PROBLEM REQUIREMENTS
Edit the listing from the line that has "Please locate the orange marking" through the end, changing "head" to "thorax" and leaving everything else the same.

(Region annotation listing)
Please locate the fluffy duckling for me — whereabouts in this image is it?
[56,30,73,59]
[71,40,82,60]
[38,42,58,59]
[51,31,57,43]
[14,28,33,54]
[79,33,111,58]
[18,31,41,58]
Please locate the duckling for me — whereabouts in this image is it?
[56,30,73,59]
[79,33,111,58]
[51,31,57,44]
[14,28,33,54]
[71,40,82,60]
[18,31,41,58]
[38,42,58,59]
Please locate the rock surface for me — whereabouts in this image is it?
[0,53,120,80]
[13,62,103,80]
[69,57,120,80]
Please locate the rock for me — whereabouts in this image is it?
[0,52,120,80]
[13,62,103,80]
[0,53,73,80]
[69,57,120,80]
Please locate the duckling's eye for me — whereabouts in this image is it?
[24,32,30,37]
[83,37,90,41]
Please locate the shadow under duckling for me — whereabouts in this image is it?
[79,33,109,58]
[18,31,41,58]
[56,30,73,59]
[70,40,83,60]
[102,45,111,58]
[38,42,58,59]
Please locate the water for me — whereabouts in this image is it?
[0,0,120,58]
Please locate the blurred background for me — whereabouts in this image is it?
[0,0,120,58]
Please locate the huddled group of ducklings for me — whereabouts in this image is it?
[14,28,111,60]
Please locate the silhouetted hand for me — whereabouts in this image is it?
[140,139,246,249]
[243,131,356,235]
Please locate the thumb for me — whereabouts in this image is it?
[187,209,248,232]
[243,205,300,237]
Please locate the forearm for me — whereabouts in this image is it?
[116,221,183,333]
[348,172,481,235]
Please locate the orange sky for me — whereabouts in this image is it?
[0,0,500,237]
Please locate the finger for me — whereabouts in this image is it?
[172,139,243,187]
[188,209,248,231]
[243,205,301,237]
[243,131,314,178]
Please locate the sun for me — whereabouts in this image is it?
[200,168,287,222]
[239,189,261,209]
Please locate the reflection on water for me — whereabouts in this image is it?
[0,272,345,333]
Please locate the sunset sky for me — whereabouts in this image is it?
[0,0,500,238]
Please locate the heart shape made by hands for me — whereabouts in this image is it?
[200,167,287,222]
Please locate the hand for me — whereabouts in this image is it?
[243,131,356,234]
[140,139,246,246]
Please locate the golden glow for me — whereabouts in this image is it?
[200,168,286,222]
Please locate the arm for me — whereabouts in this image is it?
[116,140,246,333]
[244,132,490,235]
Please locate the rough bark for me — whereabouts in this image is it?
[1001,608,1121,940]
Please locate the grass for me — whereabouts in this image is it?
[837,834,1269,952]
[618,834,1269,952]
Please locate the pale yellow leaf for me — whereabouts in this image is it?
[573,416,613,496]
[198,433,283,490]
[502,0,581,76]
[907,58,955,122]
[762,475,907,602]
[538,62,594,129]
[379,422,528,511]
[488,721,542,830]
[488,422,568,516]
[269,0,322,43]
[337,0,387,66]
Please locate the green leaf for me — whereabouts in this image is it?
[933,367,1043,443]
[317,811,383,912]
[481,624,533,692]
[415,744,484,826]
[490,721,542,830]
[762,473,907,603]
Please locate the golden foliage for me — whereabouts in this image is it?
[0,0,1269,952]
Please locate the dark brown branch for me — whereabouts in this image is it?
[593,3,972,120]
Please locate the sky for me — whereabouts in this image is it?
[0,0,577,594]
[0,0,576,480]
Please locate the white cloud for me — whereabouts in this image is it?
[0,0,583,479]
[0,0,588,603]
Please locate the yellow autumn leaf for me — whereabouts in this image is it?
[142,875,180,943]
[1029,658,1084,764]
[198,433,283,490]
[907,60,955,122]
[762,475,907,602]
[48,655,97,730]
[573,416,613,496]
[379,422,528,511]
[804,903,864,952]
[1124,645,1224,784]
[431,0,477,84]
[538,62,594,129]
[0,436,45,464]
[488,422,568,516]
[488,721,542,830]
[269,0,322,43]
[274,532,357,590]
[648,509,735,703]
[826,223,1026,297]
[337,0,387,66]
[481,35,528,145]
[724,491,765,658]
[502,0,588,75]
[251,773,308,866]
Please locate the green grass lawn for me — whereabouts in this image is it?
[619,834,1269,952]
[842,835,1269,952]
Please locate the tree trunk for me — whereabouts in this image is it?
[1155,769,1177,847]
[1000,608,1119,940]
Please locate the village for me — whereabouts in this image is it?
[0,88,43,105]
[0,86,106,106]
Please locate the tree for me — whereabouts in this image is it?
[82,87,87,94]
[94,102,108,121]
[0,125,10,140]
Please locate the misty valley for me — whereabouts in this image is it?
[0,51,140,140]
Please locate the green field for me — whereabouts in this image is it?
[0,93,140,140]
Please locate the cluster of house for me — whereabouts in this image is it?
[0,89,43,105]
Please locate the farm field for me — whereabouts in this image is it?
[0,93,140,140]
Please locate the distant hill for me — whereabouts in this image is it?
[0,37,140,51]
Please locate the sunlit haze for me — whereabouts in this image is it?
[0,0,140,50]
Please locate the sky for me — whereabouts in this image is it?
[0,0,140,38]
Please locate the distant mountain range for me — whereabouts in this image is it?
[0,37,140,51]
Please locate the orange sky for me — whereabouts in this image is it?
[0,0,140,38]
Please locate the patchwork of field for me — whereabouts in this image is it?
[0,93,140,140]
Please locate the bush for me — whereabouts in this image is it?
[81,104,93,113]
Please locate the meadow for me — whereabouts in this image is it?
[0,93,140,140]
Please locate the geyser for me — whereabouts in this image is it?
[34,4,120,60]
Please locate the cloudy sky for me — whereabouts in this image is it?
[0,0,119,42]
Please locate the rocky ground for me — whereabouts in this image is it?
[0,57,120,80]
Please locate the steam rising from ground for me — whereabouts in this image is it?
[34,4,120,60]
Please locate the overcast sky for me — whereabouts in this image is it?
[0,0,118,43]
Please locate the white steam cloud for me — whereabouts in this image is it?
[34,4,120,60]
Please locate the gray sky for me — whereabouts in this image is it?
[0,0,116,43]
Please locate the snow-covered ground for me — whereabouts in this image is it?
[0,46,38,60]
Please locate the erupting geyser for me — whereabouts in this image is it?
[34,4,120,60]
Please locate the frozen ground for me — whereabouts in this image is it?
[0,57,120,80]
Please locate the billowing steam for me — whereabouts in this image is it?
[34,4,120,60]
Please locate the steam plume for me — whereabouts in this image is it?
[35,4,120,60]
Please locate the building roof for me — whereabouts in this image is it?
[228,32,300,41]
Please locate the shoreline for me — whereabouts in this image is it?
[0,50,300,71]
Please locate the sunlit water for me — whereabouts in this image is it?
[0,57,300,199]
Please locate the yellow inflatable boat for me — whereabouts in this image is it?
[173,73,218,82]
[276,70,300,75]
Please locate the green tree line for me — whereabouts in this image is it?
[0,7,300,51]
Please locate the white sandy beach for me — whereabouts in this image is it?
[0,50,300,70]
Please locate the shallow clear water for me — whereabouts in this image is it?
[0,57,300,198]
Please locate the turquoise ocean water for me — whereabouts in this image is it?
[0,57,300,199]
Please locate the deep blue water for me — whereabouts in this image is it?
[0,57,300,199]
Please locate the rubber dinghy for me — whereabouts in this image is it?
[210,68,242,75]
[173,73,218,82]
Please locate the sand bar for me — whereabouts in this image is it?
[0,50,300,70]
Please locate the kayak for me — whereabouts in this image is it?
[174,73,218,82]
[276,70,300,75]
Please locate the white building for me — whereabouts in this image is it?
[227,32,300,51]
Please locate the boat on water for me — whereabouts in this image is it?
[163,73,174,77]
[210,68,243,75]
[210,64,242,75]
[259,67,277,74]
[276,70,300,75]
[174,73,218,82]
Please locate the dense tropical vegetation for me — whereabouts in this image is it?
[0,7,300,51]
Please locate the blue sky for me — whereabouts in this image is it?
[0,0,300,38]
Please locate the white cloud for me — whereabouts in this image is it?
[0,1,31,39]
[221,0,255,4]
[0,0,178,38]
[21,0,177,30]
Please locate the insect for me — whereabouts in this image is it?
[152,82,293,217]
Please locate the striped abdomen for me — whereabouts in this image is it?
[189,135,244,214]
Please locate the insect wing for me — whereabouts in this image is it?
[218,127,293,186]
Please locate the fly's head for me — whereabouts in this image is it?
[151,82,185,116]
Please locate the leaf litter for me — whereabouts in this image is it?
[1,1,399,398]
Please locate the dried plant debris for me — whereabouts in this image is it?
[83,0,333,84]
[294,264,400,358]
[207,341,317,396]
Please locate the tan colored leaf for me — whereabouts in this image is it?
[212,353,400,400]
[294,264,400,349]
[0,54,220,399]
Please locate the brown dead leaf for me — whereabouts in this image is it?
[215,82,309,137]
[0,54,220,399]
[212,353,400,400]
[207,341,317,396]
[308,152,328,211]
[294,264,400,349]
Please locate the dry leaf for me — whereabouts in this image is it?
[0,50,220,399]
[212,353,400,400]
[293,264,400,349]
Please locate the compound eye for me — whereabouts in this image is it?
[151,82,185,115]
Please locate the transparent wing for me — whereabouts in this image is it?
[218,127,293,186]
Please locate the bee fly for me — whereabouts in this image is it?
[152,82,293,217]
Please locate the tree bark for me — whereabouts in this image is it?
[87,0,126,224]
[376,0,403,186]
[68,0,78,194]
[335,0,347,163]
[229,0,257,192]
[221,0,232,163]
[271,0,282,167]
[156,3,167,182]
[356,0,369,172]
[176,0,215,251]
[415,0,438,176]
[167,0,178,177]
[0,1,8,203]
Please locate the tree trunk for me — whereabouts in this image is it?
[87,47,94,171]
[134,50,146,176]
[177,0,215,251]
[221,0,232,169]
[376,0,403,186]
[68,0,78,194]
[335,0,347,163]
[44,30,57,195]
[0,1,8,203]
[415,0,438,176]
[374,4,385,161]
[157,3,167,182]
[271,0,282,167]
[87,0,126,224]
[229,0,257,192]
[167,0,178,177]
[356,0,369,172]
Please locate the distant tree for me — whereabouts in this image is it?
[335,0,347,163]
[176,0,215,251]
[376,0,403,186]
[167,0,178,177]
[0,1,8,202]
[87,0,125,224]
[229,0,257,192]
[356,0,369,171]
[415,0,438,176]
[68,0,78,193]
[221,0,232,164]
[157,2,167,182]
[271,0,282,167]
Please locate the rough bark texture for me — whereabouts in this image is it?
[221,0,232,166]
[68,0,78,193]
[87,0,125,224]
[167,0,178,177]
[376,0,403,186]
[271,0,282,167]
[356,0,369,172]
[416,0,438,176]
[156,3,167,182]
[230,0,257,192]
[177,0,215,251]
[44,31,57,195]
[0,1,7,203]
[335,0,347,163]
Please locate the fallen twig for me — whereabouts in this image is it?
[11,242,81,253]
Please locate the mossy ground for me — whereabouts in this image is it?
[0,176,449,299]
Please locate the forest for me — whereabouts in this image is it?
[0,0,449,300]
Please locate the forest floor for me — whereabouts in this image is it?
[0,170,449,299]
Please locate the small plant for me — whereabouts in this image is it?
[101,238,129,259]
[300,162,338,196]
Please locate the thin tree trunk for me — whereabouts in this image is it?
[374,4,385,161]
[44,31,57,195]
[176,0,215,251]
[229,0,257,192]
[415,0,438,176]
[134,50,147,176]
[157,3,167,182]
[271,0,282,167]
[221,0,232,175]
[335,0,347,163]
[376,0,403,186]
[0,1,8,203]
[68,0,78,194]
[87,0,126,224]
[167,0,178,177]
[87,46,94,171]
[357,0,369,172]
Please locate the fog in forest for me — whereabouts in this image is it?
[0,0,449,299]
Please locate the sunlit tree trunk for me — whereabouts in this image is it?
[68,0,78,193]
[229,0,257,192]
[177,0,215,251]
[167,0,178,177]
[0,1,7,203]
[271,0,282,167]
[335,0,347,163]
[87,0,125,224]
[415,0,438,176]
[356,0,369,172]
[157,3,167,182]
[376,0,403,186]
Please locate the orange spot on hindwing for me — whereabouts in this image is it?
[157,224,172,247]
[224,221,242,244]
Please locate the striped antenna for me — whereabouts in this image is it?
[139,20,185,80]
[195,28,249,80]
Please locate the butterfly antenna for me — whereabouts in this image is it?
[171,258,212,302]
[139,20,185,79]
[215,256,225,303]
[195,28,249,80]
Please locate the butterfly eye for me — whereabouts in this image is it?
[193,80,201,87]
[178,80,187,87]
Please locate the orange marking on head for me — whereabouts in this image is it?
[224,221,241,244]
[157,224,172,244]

ANSWER TO THE PROBLEM
Please locate the orange marking on thorax for me — whereabouts in this image is it?
[224,221,241,244]
[157,224,172,244]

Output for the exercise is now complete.